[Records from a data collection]
»»

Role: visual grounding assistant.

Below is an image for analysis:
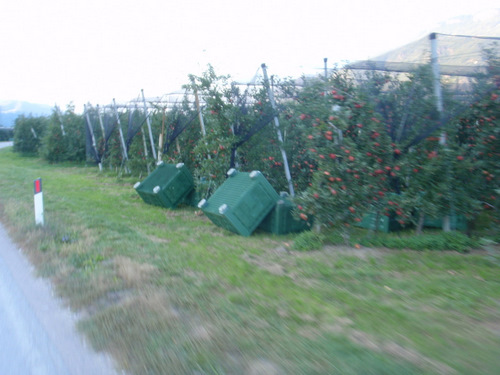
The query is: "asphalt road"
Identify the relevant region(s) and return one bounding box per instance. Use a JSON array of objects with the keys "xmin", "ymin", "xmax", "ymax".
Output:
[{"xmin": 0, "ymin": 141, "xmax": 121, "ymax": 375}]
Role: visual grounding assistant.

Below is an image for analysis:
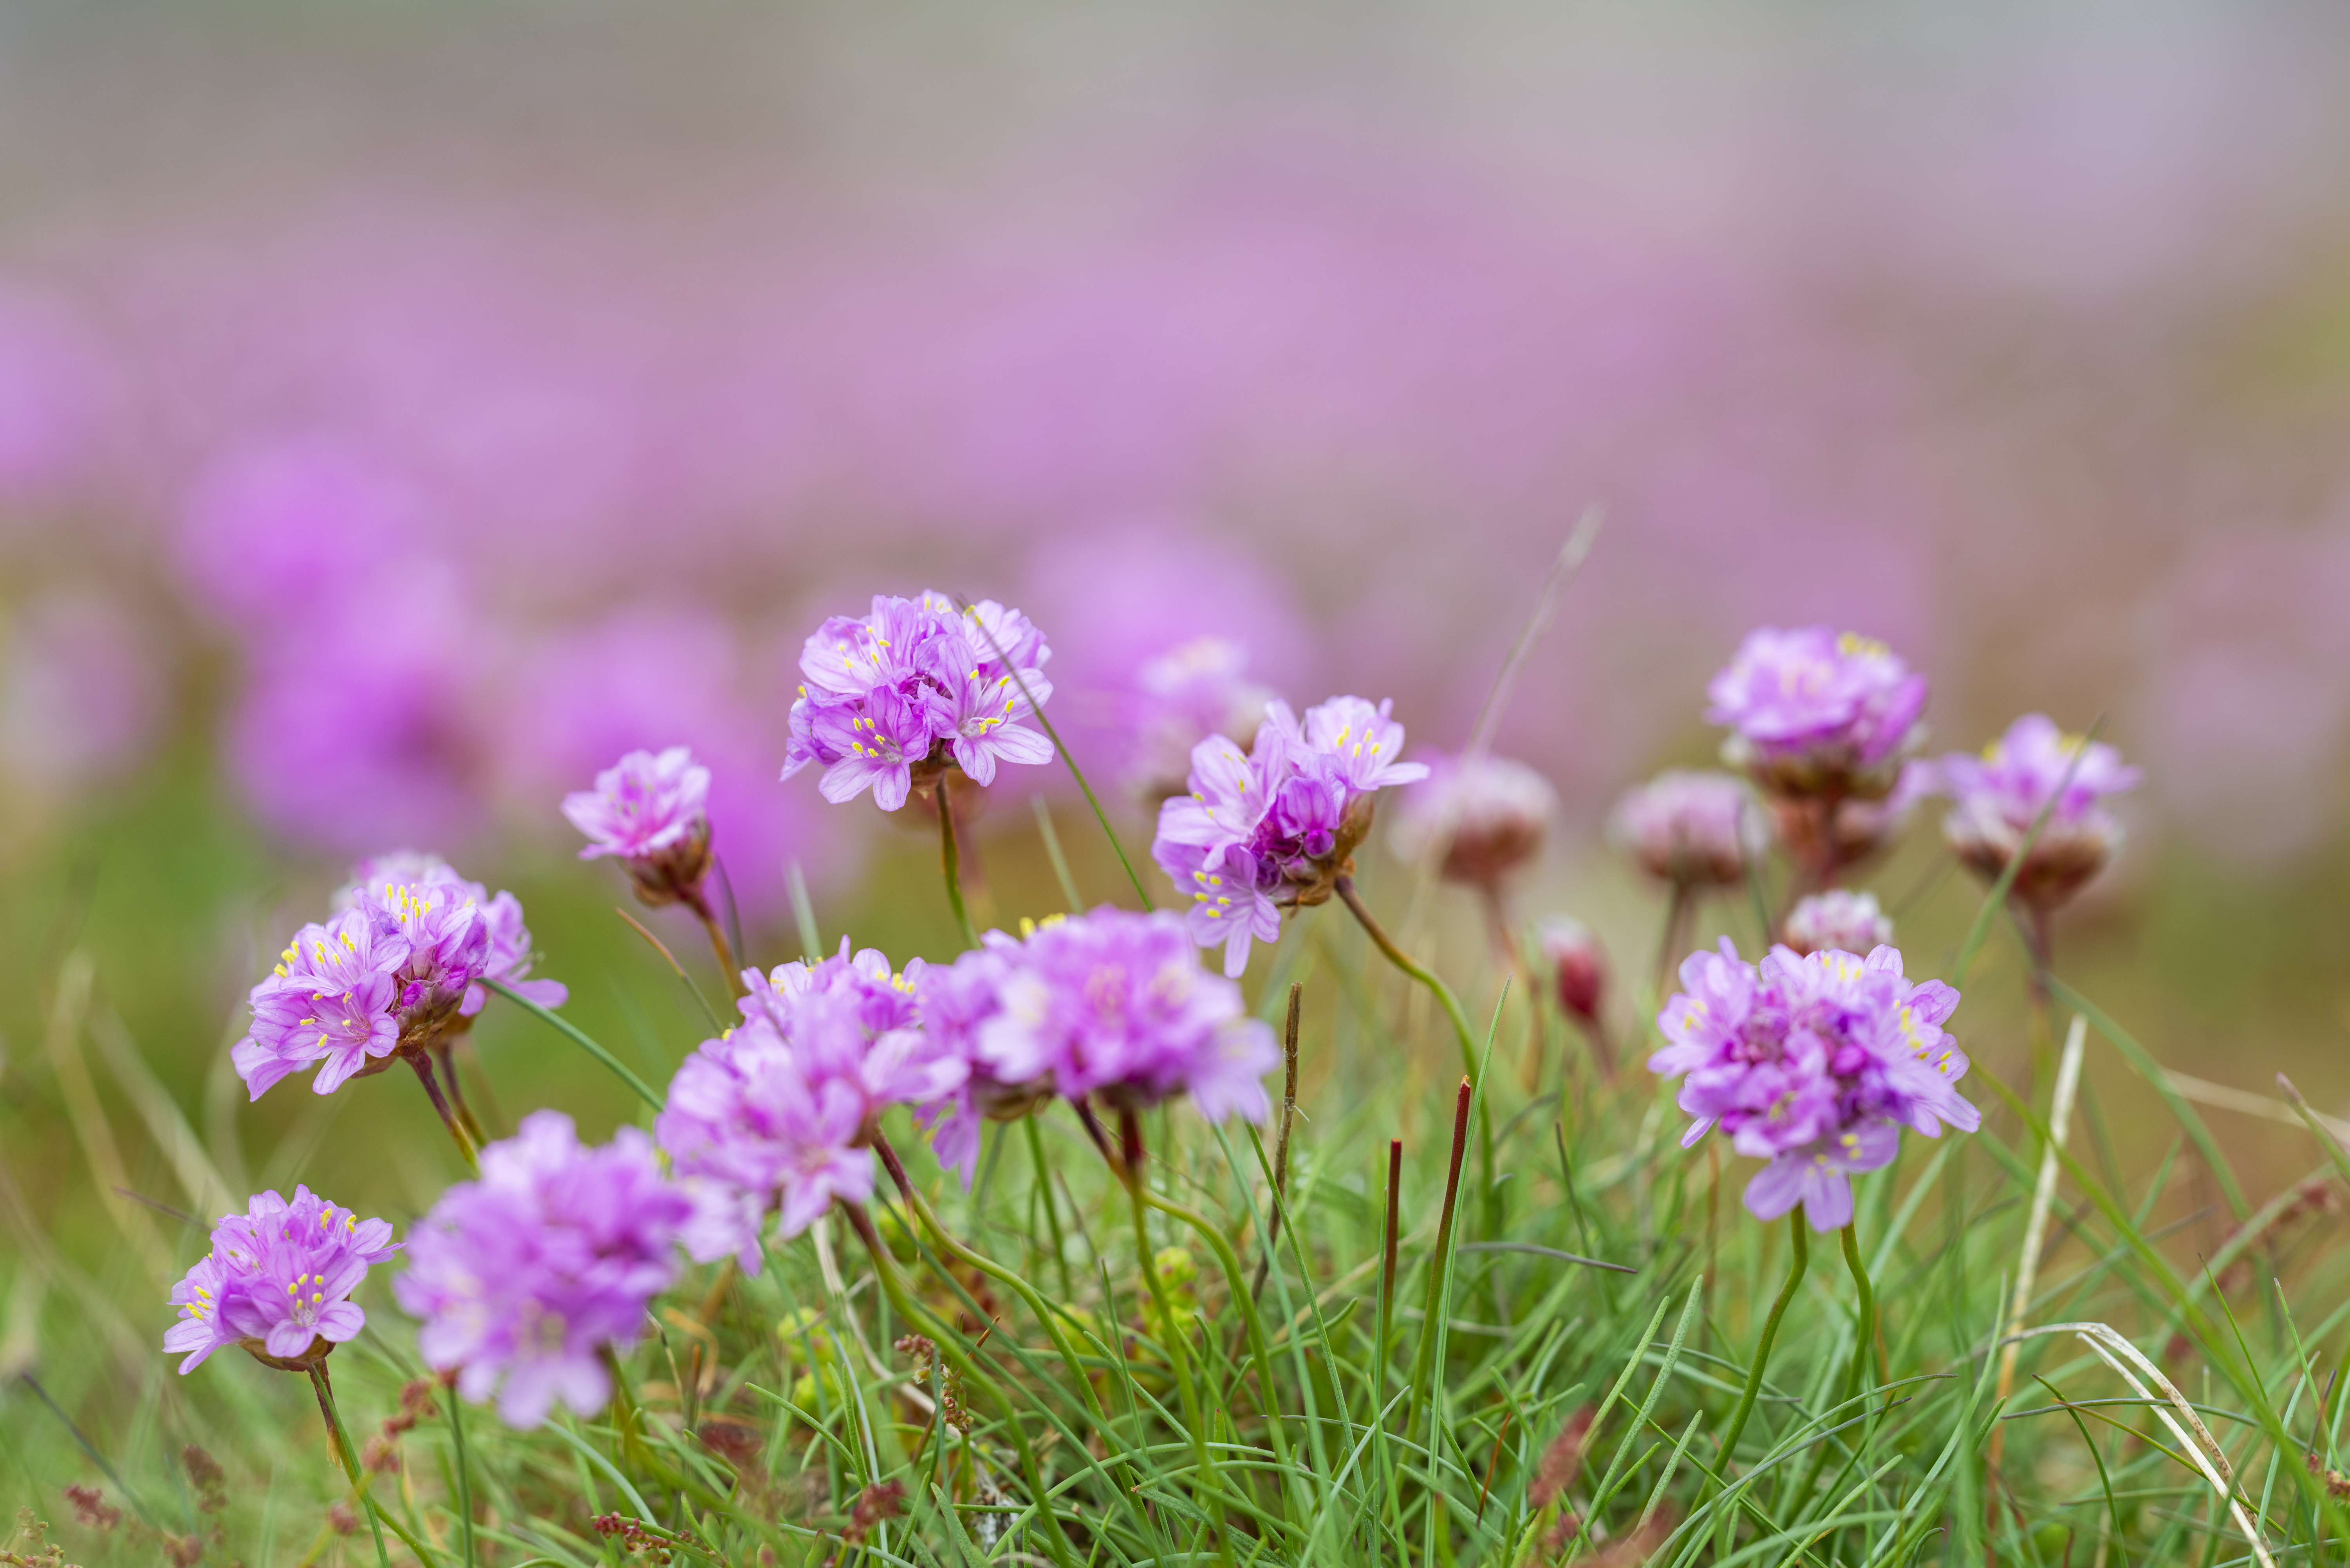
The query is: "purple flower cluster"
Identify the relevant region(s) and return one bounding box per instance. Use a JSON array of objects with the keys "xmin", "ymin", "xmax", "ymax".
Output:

««

Retype the records in full, exactly as given, and omit the pictures.

Problem solution –
Role: visual grounding assistant.

Below is an image for analysis:
The query is: "asphalt road"
Identify the relevant region(s) and return one bounding box per instance. Use a JSON array of objects with the keys "xmin", "ymin", "xmax", "ymax".
Output:
[{"xmin": 0, "ymin": 141, "xmax": 121, "ymax": 375}]
Role: visual grounding assistant.

Below is an image for analysis:
The query is: "purple flower cluster"
Identify the relevant region(s) and return one bounding box per instance. Use a JSON array of objects with the keys "xmin", "ymin", "xmax", "ymax".
Output:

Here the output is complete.